Supplied records Start Marker

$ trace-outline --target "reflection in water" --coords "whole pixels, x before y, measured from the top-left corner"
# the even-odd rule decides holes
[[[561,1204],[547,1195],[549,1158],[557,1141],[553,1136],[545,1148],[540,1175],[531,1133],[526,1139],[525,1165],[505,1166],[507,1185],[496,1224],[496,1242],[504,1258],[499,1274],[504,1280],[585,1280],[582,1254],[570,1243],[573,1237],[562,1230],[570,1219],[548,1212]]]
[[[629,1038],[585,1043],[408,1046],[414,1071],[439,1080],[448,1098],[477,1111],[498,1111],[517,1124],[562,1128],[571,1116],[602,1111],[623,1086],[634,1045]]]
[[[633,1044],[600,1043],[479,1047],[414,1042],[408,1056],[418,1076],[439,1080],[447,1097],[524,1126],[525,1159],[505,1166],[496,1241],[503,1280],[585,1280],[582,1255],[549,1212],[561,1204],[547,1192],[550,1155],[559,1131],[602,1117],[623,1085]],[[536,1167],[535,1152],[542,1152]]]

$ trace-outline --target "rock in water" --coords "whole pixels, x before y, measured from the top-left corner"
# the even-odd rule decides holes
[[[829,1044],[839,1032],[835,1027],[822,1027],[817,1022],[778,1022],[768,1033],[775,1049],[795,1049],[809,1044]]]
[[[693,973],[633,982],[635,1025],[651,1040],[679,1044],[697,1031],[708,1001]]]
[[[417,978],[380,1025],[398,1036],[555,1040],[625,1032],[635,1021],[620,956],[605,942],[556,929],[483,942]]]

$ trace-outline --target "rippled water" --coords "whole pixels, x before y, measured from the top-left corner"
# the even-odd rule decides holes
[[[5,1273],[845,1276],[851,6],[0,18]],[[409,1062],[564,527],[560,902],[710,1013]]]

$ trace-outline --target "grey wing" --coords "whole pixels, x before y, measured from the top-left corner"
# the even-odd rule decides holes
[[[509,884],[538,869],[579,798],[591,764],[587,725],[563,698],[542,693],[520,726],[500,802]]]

Supplied records End Marker

▶ _Prompt_: Please write out each entry shown above exactly as given.

▶ _Answer to this task_:
$ trace-outline --target "reflection in water" --coords "whole pixels, x before y, measured from the top-left corner"
# the even-odd rule decides holes
[[[561,1204],[547,1195],[549,1158],[557,1141],[553,1136],[545,1148],[540,1175],[531,1133],[526,1139],[525,1165],[505,1166],[507,1185],[496,1224],[496,1242],[504,1258],[499,1274],[504,1280],[585,1280],[582,1254],[570,1243],[573,1237],[562,1230],[570,1219],[548,1212]]]
[[[629,1038],[585,1043],[408,1046],[414,1071],[439,1080],[448,1098],[477,1111],[498,1111],[517,1124],[562,1128],[571,1116],[602,1111],[623,1086],[634,1045]]]
[[[633,1044],[600,1043],[479,1047],[414,1042],[408,1056],[418,1076],[439,1080],[447,1097],[524,1126],[525,1159],[505,1166],[496,1241],[503,1280],[585,1280],[582,1255],[549,1212],[561,1204],[547,1192],[550,1155],[559,1131],[602,1117],[623,1085]],[[536,1167],[535,1152],[542,1152]]]

$ trace-outline --target "rock in water" --coords "whole pixels, x before y, measured from the top-left corner"
# the even-odd rule decides holes
[[[829,1044],[839,1032],[835,1027],[822,1027],[817,1022],[778,1022],[768,1033],[775,1049],[795,1049],[809,1044]]]
[[[693,973],[633,982],[635,1025],[651,1040],[679,1044],[697,1031],[708,1001]]]
[[[417,978],[380,1025],[398,1036],[555,1040],[625,1032],[635,1021],[620,956],[605,942],[556,929],[483,942]]]

$ trace-outline --target "rippled water" --coords "whole pixels, x before y, measured from the top-left corner"
# the even-odd rule decides holes
[[[5,1273],[845,1276],[851,6],[0,18]],[[409,1062],[564,527],[560,902],[710,1013]]]

$ trace-outline --target "grey wing" --coords "whole pixels, x before y, measured from the top-left corner"
# the even-odd rule decides holes
[[[509,884],[538,869],[579,798],[591,764],[587,725],[563,698],[542,693],[520,726],[500,802]]]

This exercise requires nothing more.